Items stored from a collection:
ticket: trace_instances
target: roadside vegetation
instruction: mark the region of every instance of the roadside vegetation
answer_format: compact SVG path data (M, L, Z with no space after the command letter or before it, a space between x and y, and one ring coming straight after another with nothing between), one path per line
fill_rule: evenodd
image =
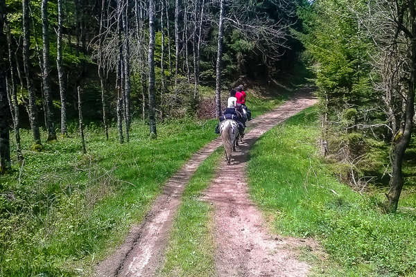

● **Instruction**
Render every line of the listing above as a string in a JSON list, one string per line. Skip blank lines and leave the picture out.

● **Exercise solution**
[
  "ticket: trace_instances",
  "target: roadside vegetation",
  "instruction: mark the region of every instance of the roadside vegetation",
  "answer_format: compact SVG path data (M, L, Z with no space after the command letter or before it, a space between x and y, and one ring coming straight after another with nothing between), one path per line",
  "fill_rule: evenodd",
  "image ="
]